Requirements – Reproduce the full listing below line for line without changing anything. Omit the pictures from your reproduction.

Excerpts from a point labeling dataset –
==============================

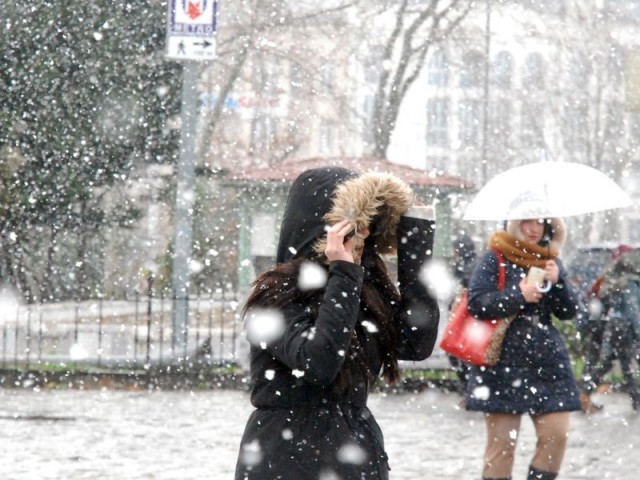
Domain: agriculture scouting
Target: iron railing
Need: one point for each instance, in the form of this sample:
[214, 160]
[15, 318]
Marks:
[120, 333]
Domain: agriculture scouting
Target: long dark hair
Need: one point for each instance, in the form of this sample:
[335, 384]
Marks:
[277, 288]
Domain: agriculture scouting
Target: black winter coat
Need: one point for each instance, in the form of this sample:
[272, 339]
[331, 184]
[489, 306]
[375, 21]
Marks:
[534, 373]
[310, 392]
[304, 424]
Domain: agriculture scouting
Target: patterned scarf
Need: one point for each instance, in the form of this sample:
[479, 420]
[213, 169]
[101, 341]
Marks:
[520, 252]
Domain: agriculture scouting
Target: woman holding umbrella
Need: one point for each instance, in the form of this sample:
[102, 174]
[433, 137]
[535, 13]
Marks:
[533, 375]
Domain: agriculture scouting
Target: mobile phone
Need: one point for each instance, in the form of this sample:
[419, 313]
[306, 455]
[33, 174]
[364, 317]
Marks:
[349, 235]
[535, 276]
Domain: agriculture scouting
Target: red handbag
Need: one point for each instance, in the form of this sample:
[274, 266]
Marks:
[475, 341]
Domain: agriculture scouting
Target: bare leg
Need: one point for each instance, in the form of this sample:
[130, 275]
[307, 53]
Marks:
[552, 430]
[502, 436]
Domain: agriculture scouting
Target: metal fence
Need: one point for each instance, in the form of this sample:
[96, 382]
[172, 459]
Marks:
[113, 333]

==============================

Worked solution –
Domain: agriculture scouting
Target: iron railing
Need: one point for each instance, in the form of this sample:
[214, 160]
[15, 318]
Marks:
[120, 333]
Domain: agriculture scouting
Target: long dark hair
Need: one point for each instance, in the form of this sample:
[335, 384]
Marks:
[277, 288]
Domain: agriculture scouting
Target: black winter coat
Need: one point for each instance, in the form of this sample:
[272, 339]
[331, 184]
[489, 306]
[375, 21]
Marks:
[534, 373]
[310, 392]
[304, 424]
Domain: agriculture scouting
Target: patterned scarf
Need: one point for each instance, in the form of this sample:
[479, 420]
[213, 169]
[101, 341]
Marks:
[520, 252]
Domain: agriculture scouting
Target: woman holding umbrella
Need: one point for each instance, in the form of this sample:
[102, 174]
[433, 137]
[535, 13]
Marks:
[533, 375]
Domain: agriculture scouting
Target: mobile phone
Need: one point for each instance, in the form of this sample:
[419, 313]
[306, 455]
[33, 174]
[364, 317]
Marks:
[349, 235]
[535, 276]
Domain: agriculture scouting
Target: red handbag
Need: one point for each instance, in the form of this sample:
[274, 266]
Marks:
[475, 341]
Domain: agriculture scouting
Target: bare leg
Need: one point for each instance, in the form of this sample:
[130, 275]
[307, 53]
Marks:
[552, 430]
[502, 436]
Domain: agriculture scouting
Target: metal fence
Need: one point for each instance, in the form of this sample:
[96, 382]
[172, 459]
Marks:
[113, 333]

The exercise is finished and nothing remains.